→ Written task: Exactly and only the lines from the one with "target: yellow and red striped flag" through the end of the listing are to be transcribed, both ends included.

→ Data for the task:

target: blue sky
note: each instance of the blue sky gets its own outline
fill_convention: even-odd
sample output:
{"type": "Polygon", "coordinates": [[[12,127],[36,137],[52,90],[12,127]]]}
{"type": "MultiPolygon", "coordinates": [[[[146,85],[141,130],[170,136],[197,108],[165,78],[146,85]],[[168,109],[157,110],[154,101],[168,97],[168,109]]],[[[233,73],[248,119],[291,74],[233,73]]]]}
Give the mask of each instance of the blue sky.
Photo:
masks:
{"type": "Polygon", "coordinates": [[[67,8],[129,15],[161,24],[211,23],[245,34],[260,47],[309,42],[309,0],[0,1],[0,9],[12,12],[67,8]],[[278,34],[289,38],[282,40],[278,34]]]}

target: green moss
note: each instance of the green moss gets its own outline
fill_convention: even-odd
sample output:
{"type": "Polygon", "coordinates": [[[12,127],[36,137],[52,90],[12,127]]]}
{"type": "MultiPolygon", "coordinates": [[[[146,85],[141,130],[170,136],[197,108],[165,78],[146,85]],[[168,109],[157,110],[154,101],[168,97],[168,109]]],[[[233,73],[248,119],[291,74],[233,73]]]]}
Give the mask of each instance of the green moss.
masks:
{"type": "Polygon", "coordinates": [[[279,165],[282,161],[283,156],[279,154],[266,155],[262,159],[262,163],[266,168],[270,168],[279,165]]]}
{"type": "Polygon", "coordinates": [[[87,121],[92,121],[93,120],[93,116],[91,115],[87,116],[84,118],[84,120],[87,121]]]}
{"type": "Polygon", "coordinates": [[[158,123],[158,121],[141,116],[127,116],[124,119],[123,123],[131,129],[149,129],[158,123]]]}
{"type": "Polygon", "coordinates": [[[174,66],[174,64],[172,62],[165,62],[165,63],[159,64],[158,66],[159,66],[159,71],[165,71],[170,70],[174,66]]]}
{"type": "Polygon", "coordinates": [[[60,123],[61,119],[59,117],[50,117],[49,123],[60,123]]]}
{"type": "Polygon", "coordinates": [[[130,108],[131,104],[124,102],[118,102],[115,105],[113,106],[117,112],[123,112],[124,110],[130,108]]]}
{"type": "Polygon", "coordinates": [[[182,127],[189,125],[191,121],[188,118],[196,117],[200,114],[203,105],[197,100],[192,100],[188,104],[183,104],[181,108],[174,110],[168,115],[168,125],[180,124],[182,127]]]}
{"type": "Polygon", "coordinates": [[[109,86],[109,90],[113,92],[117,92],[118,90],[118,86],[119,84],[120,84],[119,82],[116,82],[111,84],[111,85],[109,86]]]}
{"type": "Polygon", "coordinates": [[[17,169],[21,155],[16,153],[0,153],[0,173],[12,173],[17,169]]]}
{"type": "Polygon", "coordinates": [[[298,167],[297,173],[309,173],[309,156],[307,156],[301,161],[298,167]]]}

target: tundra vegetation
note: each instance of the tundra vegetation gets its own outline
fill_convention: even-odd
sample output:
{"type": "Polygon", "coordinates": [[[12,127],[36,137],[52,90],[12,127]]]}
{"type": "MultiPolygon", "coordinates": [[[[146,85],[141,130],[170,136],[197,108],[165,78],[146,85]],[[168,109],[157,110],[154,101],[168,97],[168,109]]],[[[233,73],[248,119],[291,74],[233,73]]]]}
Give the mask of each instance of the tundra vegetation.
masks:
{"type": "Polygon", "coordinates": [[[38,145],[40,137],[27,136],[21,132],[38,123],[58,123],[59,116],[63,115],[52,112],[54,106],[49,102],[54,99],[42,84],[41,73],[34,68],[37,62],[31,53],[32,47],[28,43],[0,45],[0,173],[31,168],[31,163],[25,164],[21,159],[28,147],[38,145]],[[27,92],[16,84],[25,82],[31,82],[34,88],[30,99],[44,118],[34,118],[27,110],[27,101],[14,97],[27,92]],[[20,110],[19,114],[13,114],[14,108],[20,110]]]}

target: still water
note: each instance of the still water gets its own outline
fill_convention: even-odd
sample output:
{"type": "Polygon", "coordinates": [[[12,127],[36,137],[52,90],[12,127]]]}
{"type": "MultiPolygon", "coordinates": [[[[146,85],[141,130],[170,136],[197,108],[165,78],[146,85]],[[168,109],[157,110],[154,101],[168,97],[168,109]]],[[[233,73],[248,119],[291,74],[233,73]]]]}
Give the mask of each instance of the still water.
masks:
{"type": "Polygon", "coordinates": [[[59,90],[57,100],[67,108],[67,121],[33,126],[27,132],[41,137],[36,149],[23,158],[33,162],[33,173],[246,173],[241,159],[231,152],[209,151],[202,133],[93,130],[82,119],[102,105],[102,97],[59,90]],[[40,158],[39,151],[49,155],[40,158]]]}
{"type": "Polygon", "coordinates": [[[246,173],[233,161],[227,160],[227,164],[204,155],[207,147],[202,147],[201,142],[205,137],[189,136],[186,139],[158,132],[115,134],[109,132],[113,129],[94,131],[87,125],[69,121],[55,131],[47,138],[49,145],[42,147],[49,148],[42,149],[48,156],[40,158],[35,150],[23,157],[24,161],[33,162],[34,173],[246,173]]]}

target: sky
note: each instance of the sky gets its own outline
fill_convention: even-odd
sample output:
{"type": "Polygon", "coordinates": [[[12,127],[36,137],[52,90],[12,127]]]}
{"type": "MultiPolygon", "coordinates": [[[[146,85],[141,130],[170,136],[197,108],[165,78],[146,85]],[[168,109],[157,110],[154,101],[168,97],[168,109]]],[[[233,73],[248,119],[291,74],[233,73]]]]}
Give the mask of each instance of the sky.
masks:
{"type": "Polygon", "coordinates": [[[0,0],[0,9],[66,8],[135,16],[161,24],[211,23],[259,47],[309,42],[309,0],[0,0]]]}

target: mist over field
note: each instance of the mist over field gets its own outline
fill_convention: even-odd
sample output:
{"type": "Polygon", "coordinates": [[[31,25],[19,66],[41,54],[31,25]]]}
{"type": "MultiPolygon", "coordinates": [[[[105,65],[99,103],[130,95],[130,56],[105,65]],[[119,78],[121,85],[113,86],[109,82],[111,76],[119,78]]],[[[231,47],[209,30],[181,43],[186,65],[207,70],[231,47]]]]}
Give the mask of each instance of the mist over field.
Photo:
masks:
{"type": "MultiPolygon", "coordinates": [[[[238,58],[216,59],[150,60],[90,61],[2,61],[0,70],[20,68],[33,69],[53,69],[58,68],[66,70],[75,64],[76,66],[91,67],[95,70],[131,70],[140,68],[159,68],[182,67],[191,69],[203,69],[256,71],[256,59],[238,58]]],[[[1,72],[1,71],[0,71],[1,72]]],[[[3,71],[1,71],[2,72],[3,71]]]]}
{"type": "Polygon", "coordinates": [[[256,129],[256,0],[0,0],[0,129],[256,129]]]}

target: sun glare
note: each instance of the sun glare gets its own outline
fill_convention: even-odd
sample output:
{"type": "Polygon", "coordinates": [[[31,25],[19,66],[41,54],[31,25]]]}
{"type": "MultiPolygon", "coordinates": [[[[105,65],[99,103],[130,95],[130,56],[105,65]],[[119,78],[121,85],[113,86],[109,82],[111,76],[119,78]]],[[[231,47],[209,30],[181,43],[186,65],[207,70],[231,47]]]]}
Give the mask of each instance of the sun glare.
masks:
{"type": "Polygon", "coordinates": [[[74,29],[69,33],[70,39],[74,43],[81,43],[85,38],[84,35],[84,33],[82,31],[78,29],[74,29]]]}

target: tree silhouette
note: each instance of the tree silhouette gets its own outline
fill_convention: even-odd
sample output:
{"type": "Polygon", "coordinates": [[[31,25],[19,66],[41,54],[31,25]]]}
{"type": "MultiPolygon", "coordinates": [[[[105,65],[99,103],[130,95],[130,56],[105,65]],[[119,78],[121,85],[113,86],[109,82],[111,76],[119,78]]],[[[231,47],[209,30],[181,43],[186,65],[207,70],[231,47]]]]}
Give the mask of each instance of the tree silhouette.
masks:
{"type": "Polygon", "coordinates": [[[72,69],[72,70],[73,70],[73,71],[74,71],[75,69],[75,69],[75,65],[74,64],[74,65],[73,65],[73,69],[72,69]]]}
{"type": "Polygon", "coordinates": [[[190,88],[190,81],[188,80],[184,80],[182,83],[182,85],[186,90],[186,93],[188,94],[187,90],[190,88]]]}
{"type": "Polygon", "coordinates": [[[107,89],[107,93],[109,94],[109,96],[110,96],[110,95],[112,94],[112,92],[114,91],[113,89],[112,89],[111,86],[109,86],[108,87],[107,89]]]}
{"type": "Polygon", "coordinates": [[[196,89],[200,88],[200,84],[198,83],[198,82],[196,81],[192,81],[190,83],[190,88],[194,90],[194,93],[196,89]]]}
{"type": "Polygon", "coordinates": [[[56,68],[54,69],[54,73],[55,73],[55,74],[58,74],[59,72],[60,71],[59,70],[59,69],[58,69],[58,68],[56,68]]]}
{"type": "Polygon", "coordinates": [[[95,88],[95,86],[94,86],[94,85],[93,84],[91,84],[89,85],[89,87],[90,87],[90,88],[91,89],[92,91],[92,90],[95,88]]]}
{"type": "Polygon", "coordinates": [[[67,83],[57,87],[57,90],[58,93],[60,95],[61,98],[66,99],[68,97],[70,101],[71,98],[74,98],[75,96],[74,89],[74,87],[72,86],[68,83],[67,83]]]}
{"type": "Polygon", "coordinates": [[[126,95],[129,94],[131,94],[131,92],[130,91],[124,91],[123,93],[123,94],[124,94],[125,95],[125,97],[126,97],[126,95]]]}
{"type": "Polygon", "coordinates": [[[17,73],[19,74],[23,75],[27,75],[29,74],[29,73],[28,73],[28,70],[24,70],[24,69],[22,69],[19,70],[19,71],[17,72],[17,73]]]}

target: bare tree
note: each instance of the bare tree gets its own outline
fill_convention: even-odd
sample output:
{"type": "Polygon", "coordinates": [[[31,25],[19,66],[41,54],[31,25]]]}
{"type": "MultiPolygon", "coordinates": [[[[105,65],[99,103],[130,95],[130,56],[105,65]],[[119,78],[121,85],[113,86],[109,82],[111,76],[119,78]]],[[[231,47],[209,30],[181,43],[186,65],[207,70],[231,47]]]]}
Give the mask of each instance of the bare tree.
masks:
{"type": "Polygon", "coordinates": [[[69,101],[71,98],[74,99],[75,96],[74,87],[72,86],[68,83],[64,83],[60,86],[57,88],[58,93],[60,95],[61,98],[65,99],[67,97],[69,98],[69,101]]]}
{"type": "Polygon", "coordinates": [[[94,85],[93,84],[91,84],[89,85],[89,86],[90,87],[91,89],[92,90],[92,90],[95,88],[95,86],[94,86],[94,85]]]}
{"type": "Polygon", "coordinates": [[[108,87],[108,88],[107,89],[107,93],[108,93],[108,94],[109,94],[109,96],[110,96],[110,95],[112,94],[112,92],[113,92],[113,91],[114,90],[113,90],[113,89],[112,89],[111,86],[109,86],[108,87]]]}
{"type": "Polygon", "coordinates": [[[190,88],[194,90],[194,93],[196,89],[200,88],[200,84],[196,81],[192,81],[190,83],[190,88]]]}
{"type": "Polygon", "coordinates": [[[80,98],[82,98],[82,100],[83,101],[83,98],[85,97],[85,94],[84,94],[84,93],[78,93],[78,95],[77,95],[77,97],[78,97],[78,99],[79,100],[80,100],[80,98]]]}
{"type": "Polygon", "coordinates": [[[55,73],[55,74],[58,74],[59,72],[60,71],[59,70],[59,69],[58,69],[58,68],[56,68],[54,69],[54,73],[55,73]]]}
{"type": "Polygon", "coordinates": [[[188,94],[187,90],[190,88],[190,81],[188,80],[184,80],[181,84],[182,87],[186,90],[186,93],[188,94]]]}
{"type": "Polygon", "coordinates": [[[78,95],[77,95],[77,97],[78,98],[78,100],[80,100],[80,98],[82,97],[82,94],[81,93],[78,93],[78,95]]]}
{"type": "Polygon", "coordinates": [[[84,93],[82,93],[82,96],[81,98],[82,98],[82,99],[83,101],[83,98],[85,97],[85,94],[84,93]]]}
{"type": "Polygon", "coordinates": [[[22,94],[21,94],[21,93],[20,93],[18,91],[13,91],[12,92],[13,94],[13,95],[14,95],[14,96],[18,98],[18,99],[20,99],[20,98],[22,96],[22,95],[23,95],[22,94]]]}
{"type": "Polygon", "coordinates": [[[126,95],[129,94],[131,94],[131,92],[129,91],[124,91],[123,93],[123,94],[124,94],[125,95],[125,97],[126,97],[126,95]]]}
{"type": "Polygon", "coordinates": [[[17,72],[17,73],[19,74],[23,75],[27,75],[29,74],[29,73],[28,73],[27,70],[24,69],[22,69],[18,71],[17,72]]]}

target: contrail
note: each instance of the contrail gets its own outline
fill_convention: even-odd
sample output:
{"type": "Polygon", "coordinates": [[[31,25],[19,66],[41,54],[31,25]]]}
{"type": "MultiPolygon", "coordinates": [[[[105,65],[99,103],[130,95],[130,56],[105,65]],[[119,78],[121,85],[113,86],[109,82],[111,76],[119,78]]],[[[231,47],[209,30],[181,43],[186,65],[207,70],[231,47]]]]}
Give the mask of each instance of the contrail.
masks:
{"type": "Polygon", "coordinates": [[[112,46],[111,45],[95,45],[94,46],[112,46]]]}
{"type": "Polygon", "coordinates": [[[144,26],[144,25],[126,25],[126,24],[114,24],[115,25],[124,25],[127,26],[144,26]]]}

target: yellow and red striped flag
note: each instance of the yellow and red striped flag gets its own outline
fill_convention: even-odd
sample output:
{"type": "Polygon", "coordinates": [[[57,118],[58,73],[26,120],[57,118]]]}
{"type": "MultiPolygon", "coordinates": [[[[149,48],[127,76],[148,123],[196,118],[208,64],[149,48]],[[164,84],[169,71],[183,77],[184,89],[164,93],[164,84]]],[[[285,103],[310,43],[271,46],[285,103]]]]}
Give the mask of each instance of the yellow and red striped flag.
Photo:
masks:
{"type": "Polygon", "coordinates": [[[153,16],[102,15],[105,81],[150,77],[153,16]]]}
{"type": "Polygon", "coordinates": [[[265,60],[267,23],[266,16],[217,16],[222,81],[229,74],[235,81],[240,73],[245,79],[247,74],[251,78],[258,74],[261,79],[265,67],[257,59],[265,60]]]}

→ Exercise response:
target: yellow and red striped flag
note: each instance of the yellow and red striped flag gets its own outline
fill_convention: even-odd
sample output:
{"type": "Polygon", "coordinates": [[[57,118],[58,73],[26,120],[57,118]]]}
{"type": "MultiPolygon", "coordinates": [[[[149,48],[127,76],[148,123],[196,118],[208,64],[149,48]],[[164,84],[169,71],[183,77],[184,89],[164,93],[164,84]]],[[[285,103],[310,43],[271,46],[285,103]]]]}
Give the mask of each instance of the yellow and red striped flag.
Photo:
masks:
{"type": "Polygon", "coordinates": [[[153,16],[102,15],[105,81],[150,77],[153,16]]]}
{"type": "Polygon", "coordinates": [[[265,60],[267,23],[266,16],[217,16],[222,81],[229,74],[235,81],[240,73],[245,79],[247,74],[251,78],[258,74],[261,79],[265,67],[257,59],[265,60]]]}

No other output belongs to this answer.